-- Data for analysis follows --

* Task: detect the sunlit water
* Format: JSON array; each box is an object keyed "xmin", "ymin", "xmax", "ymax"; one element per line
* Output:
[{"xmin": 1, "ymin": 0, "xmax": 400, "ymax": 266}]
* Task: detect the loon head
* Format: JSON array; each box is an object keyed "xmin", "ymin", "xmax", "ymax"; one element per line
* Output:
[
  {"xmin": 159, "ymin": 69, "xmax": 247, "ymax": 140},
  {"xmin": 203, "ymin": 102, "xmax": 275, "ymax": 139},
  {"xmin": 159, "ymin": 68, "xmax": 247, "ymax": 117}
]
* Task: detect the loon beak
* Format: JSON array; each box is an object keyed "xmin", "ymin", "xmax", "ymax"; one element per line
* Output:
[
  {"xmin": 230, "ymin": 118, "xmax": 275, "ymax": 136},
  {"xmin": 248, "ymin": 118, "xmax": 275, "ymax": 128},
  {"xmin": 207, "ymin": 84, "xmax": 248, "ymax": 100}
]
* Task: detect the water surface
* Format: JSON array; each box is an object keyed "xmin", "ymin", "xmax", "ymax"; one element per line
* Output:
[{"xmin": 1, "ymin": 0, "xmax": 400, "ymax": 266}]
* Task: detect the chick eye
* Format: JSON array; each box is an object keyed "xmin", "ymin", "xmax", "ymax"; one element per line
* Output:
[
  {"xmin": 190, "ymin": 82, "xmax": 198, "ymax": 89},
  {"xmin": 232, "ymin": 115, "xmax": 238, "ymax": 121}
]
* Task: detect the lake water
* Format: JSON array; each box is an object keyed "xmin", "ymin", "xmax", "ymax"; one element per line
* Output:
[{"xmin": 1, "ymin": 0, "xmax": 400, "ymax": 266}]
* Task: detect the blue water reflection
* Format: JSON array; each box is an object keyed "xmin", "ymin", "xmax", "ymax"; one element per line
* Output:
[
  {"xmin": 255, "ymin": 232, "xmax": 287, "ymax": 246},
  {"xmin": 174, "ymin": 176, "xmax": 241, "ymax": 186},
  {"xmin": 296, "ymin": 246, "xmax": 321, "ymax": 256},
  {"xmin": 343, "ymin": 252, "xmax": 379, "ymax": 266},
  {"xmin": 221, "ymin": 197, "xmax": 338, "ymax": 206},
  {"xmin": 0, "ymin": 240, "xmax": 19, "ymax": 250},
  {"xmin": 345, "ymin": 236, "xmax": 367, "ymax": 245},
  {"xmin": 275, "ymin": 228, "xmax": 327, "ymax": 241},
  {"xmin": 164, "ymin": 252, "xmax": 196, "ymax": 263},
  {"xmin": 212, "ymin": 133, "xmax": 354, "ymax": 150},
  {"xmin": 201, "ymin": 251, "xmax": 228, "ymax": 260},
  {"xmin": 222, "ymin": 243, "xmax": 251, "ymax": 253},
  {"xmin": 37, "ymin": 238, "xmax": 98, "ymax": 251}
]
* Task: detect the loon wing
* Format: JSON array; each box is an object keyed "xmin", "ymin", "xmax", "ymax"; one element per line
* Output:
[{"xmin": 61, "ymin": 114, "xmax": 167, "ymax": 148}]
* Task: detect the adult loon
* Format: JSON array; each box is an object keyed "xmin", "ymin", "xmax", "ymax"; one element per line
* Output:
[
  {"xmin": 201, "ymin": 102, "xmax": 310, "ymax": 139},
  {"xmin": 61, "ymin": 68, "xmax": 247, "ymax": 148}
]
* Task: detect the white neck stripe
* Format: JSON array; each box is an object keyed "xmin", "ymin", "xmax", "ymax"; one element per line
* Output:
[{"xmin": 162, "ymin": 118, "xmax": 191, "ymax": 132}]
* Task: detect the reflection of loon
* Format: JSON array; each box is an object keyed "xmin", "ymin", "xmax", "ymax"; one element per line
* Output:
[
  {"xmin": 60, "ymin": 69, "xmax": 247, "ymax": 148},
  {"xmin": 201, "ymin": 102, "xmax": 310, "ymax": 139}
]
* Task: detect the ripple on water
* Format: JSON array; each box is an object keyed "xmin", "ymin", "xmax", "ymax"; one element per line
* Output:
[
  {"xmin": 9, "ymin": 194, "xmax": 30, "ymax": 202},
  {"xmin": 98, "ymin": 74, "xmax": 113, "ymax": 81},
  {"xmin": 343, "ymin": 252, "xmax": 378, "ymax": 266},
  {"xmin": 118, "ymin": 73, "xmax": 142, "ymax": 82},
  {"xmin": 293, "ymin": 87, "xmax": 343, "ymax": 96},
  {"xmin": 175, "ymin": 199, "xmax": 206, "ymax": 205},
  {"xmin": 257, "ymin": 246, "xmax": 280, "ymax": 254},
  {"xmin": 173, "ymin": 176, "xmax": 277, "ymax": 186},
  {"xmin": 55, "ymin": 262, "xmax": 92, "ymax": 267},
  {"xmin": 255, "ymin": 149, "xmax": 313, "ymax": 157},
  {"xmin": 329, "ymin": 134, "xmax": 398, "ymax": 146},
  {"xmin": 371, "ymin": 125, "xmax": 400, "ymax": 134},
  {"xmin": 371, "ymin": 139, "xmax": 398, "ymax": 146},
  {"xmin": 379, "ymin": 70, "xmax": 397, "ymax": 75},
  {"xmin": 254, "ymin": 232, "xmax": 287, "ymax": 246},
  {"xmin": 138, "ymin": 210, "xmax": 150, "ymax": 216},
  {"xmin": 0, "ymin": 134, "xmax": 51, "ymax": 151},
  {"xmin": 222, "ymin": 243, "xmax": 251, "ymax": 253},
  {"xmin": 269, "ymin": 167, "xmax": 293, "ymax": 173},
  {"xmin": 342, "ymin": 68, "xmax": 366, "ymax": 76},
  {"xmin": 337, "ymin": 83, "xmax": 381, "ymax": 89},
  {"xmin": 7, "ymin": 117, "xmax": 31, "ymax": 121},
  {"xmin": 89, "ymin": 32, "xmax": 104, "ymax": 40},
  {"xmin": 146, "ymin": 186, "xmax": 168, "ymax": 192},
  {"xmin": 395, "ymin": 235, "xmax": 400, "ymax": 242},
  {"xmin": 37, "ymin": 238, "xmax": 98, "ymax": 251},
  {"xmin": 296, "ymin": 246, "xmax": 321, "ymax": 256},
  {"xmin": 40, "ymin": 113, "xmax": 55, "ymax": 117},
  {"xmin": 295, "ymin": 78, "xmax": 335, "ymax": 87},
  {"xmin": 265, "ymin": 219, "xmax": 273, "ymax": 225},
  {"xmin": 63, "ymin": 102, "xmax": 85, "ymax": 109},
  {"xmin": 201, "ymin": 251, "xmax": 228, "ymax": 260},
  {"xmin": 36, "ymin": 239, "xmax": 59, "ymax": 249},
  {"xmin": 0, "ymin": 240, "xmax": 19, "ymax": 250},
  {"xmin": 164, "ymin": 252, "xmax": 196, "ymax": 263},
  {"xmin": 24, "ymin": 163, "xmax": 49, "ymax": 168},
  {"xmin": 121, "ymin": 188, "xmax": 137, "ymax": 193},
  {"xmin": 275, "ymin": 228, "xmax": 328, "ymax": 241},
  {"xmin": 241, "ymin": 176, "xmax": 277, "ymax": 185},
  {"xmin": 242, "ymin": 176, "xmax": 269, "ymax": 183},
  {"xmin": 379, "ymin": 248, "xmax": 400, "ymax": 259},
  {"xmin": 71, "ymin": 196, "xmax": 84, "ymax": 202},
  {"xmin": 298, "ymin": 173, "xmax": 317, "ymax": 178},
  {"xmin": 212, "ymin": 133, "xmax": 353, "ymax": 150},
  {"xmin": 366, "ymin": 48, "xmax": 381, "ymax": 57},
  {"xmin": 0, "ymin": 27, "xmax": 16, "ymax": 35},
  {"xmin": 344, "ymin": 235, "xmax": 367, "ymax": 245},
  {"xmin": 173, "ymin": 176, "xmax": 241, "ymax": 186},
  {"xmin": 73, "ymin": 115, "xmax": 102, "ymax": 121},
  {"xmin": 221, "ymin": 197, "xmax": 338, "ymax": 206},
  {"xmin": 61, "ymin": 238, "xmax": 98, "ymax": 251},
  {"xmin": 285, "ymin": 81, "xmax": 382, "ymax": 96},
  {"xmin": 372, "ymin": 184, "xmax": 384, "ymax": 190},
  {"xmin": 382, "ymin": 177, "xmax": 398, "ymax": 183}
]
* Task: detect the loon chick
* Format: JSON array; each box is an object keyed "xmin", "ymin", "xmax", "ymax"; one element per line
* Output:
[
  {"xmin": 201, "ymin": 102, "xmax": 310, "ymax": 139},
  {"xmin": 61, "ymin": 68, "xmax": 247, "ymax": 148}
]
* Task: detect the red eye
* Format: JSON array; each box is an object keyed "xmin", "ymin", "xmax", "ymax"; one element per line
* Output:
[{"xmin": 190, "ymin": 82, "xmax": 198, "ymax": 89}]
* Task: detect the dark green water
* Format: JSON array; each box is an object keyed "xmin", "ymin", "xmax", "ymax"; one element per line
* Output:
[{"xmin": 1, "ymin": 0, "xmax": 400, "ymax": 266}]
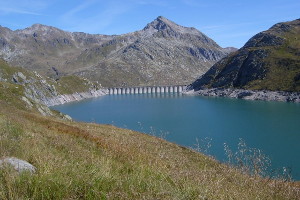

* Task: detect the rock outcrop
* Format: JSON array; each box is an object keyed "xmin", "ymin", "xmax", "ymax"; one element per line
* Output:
[
  {"xmin": 184, "ymin": 88, "xmax": 300, "ymax": 103},
  {"xmin": 0, "ymin": 16, "xmax": 235, "ymax": 87},
  {"xmin": 44, "ymin": 89, "xmax": 107, "ymax": 106},
  {"xmin": 0, "ymin": 157, "xmax": 36, "ymax": 174}
]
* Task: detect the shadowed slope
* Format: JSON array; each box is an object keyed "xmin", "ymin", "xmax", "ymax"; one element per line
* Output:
[{"xmin": 189, "ymin": 19, "xmax": 300, "ymax": 92}]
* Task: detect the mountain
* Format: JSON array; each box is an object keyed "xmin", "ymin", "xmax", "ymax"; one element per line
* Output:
[
  {"xmin": 189, "ymin": 19, "xmax": 300, "ymax": 92},
  {"xmin": 0, "ymin": 16, "xmax": 235, "ymax": 87}
]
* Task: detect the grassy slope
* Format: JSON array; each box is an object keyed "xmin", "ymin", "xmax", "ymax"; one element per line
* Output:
[
  {"xmin": 0, "ymin": 81, "xmax": 299, "ymax": 199},
  {"xmin": 55, "ymin": 75, "xmax": 99, "ymax": 94},
  {"xmin": 0, "ymin": 59, "xmax": 99, "ymax": 96},
  {"xmin": 191, "ymin": 19, "xmax": 300, "ymax": 92},
  {"xmin": 246, "ymin": 24, "xmax": 300, "ymax": 91}
]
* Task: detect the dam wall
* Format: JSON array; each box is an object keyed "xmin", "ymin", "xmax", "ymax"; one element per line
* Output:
[{"xmin": 107, "ymin": 85, "xmax": 187, "ymax": 95}]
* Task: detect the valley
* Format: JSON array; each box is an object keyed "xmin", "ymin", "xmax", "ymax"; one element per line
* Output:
[{"xmin": 0, "ymin": 15, "xmax": 300, "ymax": 199}]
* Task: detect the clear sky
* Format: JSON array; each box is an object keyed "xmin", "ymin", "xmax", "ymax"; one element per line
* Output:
[{"xmin": 0, "ymin": 0, "xmax": 299, "ymax": 48}]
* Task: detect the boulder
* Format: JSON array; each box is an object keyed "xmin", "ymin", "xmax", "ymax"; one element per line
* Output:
[{"xmin": 0, "ymin": 157, "xmax": 36, "ymax": 173}]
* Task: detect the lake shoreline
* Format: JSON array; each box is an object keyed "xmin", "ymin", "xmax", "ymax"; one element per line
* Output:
[
  {"xmin": 45, "ymin": 87, "xmax": 300, "ymax": 107},
  {"xmin": 184, "ymin": 88, "xmax": 300, "ymax": 103},
  {"xmin": 43, "ymin": 89, "xmax": 108, "ymax": 107}
]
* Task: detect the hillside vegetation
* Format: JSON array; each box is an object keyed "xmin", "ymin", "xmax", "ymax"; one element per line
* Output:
[
  {"xmin": 0, "ymin": 62, "xmax": 299, "ymax": 199},
  {"xmin": 0, "ymin": 59, "xmax": 100, "ymax": 95},
  {"xmin": 190, "ymin": 19, "xmax": 300, "ymax": 92},
  {"xmin": 0, "ymin": 59, "xmax": 102, "ymax": 108}
]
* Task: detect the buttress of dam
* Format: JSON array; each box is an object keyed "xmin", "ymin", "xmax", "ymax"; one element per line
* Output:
[{"xmin": 107, "ymin": 85, "xmax": 187, "ymax": 95}]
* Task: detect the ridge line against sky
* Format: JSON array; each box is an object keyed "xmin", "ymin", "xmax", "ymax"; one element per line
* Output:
[{"xmin": 0, "ymin": 0, "xmax": 299, "ymax": 48}]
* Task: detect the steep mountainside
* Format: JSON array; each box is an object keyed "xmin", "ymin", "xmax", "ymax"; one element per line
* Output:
[
  {"xmin": 189, "ymin": 19, "xmax": 300, "ymax": 92},
  {"xmin": 0, "ymin": 59, "xmax": 104, "ymax": 107},
  {"xmin": 0, "ymin": 16, "xmax": 235, "ymax": 87}
]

-- Data for analysis concluded --

Copy each line of the data that contains the word "lake".

--- Answer section ---
* Task: detect the lake water
* Task: detect the lake shoreline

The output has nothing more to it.